■ DATASET EXTRACT ■
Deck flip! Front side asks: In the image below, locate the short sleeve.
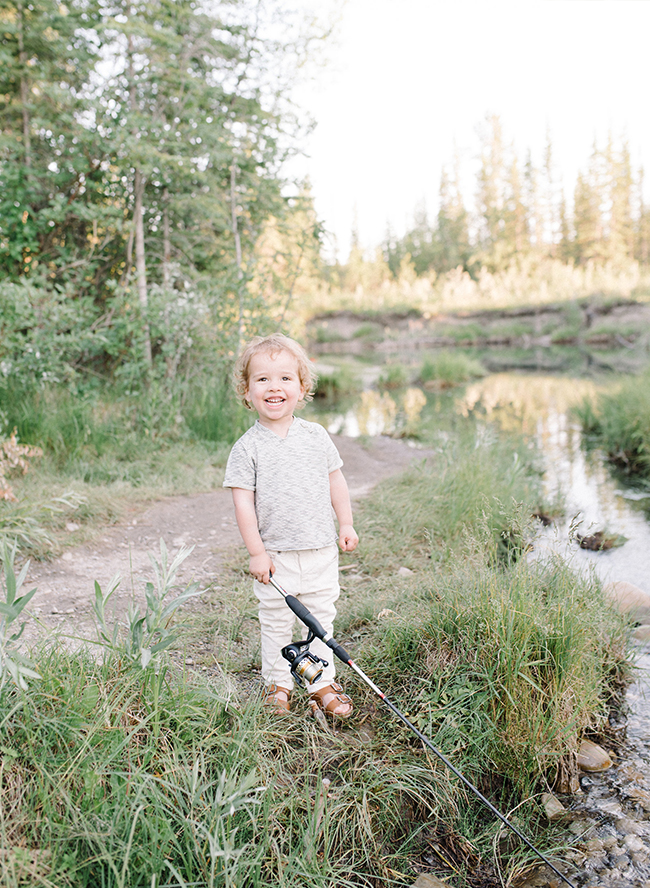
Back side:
[321,426,343,475]
[223,439,257,490]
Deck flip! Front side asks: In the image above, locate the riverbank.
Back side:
[0,412,625,888]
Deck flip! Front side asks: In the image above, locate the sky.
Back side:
[292,0,650,261]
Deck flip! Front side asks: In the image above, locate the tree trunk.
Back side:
[18,3,32,167]
[230,160,244,348]
[133,168,151,365]
[163,187,172,287]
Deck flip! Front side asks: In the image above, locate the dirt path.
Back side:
[25,435,426,644]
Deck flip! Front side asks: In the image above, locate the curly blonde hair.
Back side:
[233,333,318,410]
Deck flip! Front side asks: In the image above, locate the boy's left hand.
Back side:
[339,524,359,552]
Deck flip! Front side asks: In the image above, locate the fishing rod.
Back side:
[269,576,574,888]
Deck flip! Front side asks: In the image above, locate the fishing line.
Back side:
[269,576,574,888]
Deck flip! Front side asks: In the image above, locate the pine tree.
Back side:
[0,0,100,280]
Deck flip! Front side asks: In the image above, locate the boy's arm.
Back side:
[232,487,275,583]
[330,469,359,552]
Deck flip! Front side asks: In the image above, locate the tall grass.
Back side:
[574,371,650,480]
[361,423,543,573]
[0,386,238,557]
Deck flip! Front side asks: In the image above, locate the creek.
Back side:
[310,359,650,888]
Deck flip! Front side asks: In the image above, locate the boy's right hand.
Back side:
[248,552,275,584]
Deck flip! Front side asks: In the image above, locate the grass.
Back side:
[377,363,409,389]
[0,410,626,888]
[575,370,650,481]
[315,364,362,400]
[0,386,242,558]
[418,351,485,388]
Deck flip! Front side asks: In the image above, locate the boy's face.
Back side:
[246,351,305,428]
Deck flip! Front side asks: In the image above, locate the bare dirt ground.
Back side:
[24,435,426,644]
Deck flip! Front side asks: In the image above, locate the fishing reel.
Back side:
[282,631,329,687]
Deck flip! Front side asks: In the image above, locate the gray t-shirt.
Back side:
[223,416,343,552]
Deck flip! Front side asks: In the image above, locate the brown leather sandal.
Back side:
[264,685,291,715]
[309,681,354,718]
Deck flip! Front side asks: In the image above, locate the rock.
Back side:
[578,740,612,771]
[603,580,650,623]
[411,873,449,888]
[542,792,566,822]
[632,623,650,641]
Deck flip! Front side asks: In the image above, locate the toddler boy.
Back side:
[224,333,359,718]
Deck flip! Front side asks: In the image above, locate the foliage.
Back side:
[418,351,485,388]
[350,561,628,805]
[0,541,40,700]
[575,371,650,479]
[0,429,43,502]
[93,539,201,669]
[362,423,542,571]
[0,0,328,397]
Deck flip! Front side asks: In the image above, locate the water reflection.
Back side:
[320,388,427,438]
[459,374,650,592]
[308,373,650,593]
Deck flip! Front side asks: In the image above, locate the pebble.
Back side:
[517,648,650,888]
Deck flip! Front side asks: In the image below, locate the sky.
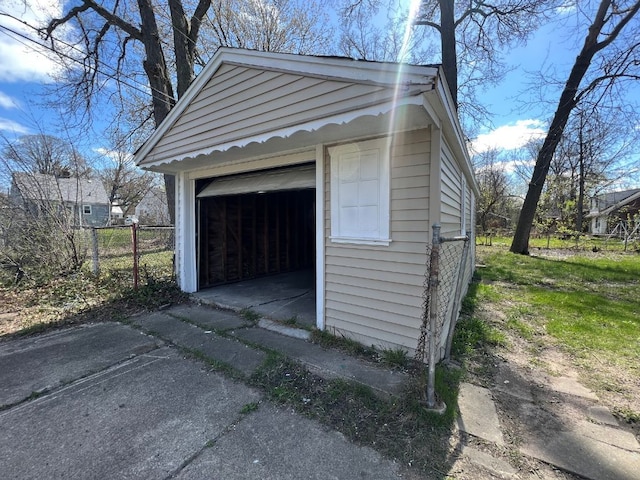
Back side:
[0,0,640,191]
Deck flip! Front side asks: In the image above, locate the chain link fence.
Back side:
[415,224,472,408]
[91,224,175,287]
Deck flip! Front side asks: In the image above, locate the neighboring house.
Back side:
[587,188,640,235]
[136,48,478,356]
[9,172,109,227]
[109,202,124,225]
[135,187,171,225]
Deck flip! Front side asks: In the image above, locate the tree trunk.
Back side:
[438,0,458,108]
[138,0,176,225]
[510,0,611,255]
[576,150,585,233]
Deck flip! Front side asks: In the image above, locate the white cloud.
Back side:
[0,117,30,135]
[0,0,63,82]
[0,92,20,110]
[470,119,547,154]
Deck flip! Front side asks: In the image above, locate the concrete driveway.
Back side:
[0,323,400,480]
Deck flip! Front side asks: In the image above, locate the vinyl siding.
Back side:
[151,65,393,160]
[324,130,430,350]
[440,142,461,236]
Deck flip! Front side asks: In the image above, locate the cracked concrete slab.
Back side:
[520,432,640,480]
[549,377,598,400]
[164,304,251,330]
[0,348,260,480]
[176,404,404,480]
[458,383,504,445]
[0,323,162,406]
[133,313,266,376]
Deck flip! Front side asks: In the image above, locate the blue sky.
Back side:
[0,0,640,190]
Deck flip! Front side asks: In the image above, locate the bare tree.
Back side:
[37,0,336,226]
[415,0,558,109]
[339,1,437,64]
[2,133,90,177]
[474,150,517,232]
[97,132,157,220]
[0,135,96,283]
[511,0,640,254]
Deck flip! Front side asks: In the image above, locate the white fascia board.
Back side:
[141,94,424,171]
[134,47,438,167]
[597,192,640,216]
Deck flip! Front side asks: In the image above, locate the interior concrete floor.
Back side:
[193,269,316,327]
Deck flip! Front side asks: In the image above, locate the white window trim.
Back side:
[328,137,391,246]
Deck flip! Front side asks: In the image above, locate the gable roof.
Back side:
[13,172,109,205]
[135,47,464,165]
[588,188,640,217]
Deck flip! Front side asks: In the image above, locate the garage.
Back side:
[196,163,315,289]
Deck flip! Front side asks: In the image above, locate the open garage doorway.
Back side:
[196,164,316,325]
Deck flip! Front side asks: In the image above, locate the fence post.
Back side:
[444,232,470,362]
[131,222,138,290]
[91,227,100,277]
[427,223,440,409]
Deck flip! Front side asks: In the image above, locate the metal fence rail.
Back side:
[415,224,470,408]
[91,224,175,288]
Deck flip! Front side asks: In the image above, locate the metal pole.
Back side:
[131,222,138,290]
[444,235,469,361]
[91,228,100,277]
[427,223,440,408]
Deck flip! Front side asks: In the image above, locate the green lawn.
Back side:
[478,244,640,370]
[476,235,640,253]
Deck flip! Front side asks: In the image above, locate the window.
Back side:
[329,137,391,245]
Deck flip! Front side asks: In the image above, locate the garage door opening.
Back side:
[197,166,315,289]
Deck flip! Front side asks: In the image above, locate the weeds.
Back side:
[251,354,462,472]
[239,308,260,323]
[380,348,409,370]
[240,402,260,415]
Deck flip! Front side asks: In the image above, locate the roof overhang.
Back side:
[142,97,432,174]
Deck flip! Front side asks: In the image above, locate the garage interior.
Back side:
[196,164,315,325]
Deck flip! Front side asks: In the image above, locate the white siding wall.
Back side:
[152,65,393,161]
[440,141,461,236]
[324,130,431,349]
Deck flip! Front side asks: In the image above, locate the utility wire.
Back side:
[0,11,174,105]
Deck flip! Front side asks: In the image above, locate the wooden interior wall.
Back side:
[198,189,315,288]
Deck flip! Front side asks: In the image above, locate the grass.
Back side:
[476,235,640,252]
[251,354,462,478]
[0,246,186,335]
[476,241,640,428]
[481,251,640,366]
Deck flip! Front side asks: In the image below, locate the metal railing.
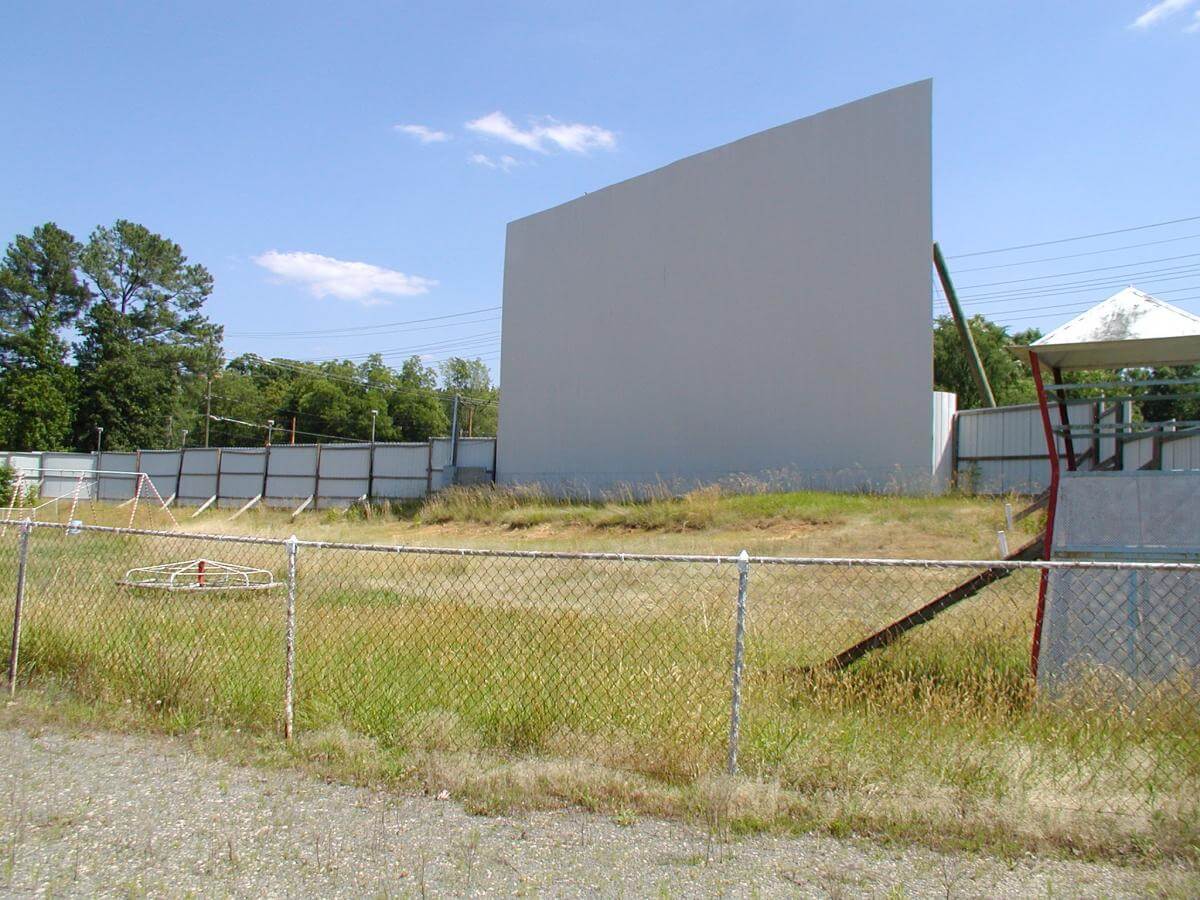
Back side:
[0,522,1200,840]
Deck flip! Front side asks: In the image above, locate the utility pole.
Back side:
[934,241,996,407]
[204,372,212,449]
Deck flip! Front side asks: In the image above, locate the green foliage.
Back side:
[0,222,91,450]
[439,356,500,437]
[934,316,1042,409]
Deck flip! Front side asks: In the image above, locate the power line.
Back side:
[234,316,500,341]
[946,216,1200,259]
[209,415,367,444]
[962,265,1200,306]
[226,306,500,337]
[247,354,498,406]
[1000,294,1200,324]
[954,234,1200,275]
[958,253,1200,290]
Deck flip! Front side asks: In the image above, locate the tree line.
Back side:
[0,220,499,450]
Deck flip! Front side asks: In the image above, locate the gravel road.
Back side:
[0,728,1175,898]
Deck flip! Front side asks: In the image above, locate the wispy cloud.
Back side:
[254,250,437,306]
[467,110,617,154]
[467,154,521,172]
[1129,0,1200,31]
[392,125,450,144]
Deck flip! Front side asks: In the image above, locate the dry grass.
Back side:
[0,494,1200,859]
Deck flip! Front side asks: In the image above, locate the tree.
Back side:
[934,316,1042,409]
[0,222,91,450]
[440,356,499,434]
[74,220,221,449]
[74,304,178,450]
[388,356,450,440]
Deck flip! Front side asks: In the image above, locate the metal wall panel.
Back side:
[96,450,138,500]
[372,444,430,499]
[179,448,222,505]
[263,445,317,506]
[139,450,180,500]
[217,448,266,505]
[42,452,96,499]
[317,444,371,506]
[955,400,1093,494]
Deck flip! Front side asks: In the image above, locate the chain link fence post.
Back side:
[8,518,34,697]
[728,550,750,775]
[283,534,298,740]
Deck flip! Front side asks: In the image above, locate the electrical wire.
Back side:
[226,306,500,337]
[946,216,1200,259]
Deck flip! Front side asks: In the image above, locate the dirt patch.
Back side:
[0,727,1198,898]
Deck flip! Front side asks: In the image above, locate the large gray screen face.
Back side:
[498,82,931,490]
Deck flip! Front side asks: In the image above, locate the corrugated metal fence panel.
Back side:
[458,438,496,472]
[139,450,179,500]
[178,448,220,505]
[4,452,42,487]
[264,445,317,506]
[218,448,266,503]
[1163,434,1200,470]
[96,450,138,500]
[372,444,430,499]
[317,444,371,506]
[956,400,1092,493]
[931,391,959,493]
[42,452,96,499]
[430,438,450,491]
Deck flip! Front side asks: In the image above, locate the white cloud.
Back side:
[467,154,521,172]
[467,110,617,154]
[392,125,450,144]
[1129,0,1200,31]
[254,250,437,306]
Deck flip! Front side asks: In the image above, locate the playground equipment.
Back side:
[116,559,283,592]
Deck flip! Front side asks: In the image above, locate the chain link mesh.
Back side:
[0,527,1200,840]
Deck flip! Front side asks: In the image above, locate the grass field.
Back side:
[0,492,1200,859]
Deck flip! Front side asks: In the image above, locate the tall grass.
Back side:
[0,528,1200,847]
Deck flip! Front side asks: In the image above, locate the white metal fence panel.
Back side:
[931,391,959,493]
[317,444,371,506]
[96,450,138,500]
[263,445,318,506]
[217,448,266,503]
[371,444,430,499]
[179,448,222,505]
[955,400,1093,493]
[138,450,180,500]
[42,452,96,499]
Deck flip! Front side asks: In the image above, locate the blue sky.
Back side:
[0,0,1200,367]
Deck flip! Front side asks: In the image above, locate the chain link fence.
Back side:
[0,523,1200,828]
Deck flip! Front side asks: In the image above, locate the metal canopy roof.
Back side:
[1009,287,1200,368]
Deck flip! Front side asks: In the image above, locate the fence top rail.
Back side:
[13,518,1200,572]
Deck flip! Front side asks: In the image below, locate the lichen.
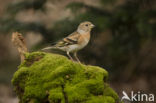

■ DIRECTIVE ■
Report every line of the data that contains the string "siding".

■ RESPONSE TO THIS EXERCISE ■
Deck flip! Front side asks: In the image above, locate the vinyl siding.
Deck flip! Front side asks: In the image above, locate the white siding wall.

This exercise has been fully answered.